◆ **Aim of the task**
Render every one of the rows below as a numbered list, omitting any blank lines.

◆ **Listed entries**
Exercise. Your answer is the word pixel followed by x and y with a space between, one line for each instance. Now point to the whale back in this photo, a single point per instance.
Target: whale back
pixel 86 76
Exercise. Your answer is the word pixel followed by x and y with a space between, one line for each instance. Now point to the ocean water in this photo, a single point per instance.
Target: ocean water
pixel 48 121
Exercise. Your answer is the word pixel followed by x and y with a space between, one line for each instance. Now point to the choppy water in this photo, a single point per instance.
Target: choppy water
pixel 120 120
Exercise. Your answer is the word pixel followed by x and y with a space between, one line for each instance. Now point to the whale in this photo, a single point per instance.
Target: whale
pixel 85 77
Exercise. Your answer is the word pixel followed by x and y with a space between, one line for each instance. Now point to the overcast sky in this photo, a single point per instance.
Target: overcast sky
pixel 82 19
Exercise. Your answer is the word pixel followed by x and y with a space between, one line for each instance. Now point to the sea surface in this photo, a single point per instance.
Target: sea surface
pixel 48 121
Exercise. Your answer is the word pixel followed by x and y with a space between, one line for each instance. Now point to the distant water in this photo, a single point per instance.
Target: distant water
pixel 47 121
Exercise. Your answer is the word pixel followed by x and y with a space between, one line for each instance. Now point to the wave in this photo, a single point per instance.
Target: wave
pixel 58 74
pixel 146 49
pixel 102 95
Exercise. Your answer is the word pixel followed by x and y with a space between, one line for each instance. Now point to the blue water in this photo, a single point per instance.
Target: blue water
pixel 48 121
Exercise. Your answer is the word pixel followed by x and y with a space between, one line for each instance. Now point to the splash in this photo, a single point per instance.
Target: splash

◆ **Output**
1. Exercise. Your answer is the word pixel followed by x and y with a space between, one line for each instance. Now point to the whale back in this photo, a single point per instance.
2. Target: whale back
3. pixel 86 76
4. Exercise. Your answer is the word pixel followed by x and y with a space between, one line for each instance. Now point to the ocean water in this photo, a single point per instance.
5. Target: ocean water
6. pixel 48 121
7. Exercise. Your answer is the word pixel followed by x and y with a space between, one line for each instance. Now point to the choppy water in this photo, a single point per instance.
8. Target: choppy water
9. pixel 120 120
10. Exercise. Your answer is the word pixel followed by x and y with a space between, one line for each instance. Now point to the whale in this photo, a single point per instance.
11. Target: whale
12. pixel 85 77
13. Exercise. Your answer is the word pixel followed by x and y with a space between, one line for each instance. Now point to the overcast sky in this photo, a single point per instance.
14. Target: overcast sky
15. pixel 82 19
16. Exercise. Your answer is the word pixel followed by x and y with a space between, one line for each instance. Now point to the sea surface in this photo, a single point per instance.
17. Target: sea surface
18. pixel 48 121
19. Exercise. Your answer is the word pixel followed by x and y with a space between, one line for each instance. Now point to the distant water in this photo, a single point per instance.
20. Target: distant water
21. pixel 47 121
22. Exercise. Your answer is the word pixel followed by x and y with a space between, one line for each instance. Now point to the wave in this photo, a single point per instance.
23. Target: wave
24. pixel 58 74
25. pixel 146 49
26. pixel 102 95
27. Exercise. Your answer is the word pixel followed by x and y with a space between, one line for each instance. Now point to the blue water in this photo, a single point per instance.
28. Target: blue water
29. pixel 48 121
30. Exercise. Your answer is the word pixel followed by x and y with a space between, one line for each instance. Now point to the splash in this photo, a single point per instance.
31. Target: splash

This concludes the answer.